[RECORDS TO USE]
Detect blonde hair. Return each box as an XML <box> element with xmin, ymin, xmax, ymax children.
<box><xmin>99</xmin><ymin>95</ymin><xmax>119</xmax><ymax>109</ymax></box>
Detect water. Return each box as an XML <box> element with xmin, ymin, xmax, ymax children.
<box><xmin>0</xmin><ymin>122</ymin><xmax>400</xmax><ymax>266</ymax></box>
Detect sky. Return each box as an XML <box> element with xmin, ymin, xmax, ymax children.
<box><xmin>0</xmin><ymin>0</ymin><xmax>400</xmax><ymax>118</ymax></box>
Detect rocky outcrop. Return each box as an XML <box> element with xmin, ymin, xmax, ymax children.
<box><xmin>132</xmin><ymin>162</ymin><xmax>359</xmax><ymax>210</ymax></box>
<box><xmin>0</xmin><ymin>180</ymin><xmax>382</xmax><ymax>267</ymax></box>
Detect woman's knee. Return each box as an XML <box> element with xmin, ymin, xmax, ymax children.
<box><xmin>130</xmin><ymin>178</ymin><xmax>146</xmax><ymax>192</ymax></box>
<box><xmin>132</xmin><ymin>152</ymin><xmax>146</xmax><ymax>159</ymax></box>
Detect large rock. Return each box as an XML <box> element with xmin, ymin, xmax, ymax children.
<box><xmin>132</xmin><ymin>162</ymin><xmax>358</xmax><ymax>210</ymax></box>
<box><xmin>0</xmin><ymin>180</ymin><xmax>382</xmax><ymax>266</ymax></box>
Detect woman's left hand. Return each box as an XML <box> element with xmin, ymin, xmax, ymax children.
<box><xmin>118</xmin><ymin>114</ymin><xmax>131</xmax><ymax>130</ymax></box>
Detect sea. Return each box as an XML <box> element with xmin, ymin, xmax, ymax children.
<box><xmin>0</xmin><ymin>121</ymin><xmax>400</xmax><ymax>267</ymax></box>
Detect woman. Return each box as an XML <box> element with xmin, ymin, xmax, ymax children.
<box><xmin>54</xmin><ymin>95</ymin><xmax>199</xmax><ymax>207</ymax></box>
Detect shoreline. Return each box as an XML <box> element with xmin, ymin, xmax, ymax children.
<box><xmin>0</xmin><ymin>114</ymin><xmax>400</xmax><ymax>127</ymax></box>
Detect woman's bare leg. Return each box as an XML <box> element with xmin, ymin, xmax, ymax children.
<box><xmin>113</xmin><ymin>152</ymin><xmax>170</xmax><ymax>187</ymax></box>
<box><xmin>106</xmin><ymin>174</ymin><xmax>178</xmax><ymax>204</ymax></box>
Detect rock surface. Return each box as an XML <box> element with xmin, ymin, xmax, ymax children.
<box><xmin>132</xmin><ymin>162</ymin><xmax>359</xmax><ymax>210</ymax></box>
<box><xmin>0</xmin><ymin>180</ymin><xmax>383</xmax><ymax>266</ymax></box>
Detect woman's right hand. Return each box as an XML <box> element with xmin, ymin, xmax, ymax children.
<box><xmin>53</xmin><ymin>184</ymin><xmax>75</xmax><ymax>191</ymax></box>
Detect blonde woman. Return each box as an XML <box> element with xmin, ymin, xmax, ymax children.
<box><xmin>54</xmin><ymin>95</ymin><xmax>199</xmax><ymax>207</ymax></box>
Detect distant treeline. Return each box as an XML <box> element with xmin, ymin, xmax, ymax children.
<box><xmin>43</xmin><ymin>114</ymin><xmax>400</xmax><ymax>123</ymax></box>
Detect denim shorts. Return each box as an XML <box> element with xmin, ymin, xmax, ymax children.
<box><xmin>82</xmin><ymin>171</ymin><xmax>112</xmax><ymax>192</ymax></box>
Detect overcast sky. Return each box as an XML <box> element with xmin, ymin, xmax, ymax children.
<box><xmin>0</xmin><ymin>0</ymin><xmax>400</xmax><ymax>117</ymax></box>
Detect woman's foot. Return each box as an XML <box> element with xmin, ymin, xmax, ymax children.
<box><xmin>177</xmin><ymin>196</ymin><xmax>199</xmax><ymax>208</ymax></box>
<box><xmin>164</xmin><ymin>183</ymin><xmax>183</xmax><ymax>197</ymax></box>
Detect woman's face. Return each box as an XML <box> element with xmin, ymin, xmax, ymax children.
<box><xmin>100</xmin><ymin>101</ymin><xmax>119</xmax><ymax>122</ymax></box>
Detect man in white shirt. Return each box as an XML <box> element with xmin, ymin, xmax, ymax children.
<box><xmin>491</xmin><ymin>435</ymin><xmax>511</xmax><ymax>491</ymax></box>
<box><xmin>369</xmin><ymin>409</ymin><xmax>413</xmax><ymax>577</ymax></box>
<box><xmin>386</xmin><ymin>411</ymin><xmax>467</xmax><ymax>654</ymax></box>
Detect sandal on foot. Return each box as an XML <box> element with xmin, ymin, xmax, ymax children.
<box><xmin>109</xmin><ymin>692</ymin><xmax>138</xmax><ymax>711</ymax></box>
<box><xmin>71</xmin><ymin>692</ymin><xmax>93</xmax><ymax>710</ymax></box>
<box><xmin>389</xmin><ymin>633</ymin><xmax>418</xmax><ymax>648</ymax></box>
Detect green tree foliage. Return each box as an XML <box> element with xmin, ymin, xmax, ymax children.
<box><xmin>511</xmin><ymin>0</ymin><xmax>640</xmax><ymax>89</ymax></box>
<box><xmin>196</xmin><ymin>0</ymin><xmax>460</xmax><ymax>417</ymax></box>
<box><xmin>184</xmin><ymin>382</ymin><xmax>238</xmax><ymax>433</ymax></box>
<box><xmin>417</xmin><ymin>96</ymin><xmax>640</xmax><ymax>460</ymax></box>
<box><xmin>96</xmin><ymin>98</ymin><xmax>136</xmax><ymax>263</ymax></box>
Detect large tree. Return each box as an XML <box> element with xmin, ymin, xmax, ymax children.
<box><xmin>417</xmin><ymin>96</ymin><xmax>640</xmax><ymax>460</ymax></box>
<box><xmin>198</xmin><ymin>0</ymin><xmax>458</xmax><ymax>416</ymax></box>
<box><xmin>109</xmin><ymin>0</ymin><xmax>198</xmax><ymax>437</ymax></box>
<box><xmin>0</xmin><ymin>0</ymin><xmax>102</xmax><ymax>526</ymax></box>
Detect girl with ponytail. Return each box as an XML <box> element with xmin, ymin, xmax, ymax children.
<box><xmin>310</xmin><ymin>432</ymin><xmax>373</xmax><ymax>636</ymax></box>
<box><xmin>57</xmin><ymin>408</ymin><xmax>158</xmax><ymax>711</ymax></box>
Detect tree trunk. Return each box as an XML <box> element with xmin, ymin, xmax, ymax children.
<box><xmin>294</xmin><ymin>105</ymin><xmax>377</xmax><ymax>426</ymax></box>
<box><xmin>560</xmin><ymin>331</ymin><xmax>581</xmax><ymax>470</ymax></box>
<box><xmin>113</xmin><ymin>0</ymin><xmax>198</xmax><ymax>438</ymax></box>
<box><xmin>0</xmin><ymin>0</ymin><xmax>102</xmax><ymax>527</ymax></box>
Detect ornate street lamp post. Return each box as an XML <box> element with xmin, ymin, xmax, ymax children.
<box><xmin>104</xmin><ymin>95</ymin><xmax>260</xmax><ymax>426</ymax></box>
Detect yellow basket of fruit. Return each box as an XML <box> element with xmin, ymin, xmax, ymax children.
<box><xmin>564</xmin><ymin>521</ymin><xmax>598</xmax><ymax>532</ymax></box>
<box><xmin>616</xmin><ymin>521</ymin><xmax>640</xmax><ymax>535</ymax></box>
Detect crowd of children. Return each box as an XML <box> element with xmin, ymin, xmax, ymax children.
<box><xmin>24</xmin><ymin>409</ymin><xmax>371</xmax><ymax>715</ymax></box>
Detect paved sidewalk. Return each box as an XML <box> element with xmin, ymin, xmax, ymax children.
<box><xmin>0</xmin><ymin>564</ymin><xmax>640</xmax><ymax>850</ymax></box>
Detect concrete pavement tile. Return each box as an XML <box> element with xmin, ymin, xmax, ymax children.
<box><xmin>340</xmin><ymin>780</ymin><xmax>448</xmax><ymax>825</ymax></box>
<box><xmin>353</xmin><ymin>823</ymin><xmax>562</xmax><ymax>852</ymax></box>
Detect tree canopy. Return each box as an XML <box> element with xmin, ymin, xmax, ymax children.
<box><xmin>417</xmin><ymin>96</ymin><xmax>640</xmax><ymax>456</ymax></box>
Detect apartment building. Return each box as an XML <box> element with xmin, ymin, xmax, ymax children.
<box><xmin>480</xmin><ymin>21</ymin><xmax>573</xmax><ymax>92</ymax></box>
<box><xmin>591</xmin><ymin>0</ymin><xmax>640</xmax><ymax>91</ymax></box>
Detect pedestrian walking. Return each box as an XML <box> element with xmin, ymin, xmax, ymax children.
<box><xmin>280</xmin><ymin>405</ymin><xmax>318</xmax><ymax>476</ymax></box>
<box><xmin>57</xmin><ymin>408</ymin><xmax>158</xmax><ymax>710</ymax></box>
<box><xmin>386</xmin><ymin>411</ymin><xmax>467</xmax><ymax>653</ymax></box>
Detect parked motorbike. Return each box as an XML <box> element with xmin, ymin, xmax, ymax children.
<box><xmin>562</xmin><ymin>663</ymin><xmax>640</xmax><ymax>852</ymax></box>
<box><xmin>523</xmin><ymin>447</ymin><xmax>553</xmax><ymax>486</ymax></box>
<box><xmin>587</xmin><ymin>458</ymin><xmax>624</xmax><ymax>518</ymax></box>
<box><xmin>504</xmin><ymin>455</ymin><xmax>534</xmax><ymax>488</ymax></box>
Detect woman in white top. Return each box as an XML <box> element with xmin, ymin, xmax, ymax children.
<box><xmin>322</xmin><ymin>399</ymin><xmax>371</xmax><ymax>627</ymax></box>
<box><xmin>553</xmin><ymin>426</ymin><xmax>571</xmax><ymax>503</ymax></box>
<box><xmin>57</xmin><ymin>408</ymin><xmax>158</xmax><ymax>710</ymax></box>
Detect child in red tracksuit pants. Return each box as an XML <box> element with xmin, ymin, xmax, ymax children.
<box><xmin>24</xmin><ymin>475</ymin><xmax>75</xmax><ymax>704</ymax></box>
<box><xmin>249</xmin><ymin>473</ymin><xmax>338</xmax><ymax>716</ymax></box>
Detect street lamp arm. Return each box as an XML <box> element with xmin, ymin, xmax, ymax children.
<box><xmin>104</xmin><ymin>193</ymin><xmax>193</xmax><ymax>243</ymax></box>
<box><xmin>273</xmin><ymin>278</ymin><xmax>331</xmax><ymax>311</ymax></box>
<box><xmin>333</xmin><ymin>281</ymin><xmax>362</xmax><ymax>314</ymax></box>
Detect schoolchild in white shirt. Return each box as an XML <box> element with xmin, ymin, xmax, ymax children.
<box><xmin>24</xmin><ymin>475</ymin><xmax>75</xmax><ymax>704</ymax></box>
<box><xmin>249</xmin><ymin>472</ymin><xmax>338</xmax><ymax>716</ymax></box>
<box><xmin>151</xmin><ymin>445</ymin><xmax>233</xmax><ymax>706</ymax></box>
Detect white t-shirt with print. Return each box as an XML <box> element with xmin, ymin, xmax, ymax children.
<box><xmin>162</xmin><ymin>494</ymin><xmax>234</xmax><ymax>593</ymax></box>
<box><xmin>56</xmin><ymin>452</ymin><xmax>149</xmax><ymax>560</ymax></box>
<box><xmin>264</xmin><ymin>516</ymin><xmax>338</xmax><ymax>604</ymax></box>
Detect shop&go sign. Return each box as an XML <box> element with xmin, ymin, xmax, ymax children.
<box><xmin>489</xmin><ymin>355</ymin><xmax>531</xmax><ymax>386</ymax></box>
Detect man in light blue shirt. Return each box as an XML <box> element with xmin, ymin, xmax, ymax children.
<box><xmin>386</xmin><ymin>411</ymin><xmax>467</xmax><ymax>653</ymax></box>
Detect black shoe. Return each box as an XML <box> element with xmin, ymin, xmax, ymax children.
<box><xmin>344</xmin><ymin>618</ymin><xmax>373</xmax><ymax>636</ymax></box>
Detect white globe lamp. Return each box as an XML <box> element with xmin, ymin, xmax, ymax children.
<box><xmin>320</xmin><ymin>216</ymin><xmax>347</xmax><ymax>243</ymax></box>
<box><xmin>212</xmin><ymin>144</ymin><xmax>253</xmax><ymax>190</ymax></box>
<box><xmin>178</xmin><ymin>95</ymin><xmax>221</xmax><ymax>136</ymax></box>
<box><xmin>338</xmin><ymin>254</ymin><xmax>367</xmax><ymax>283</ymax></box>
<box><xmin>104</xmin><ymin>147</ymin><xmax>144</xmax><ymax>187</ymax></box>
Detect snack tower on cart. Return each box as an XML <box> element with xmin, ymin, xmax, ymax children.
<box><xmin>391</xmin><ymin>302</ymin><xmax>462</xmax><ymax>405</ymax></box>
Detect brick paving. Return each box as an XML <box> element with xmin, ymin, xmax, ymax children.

[STATED GOAL]
From the data, pull out every line that contains the word "street". Case counts.

[EXERCISE RESULT]
Detect ornate street lamp post. Return each box as an XML <box> element with xmin, ymin, xmax, ymax children.
Detect street lamp arm. Return each box as an XML <box> element with xmin, ymin, xmax, ymax children.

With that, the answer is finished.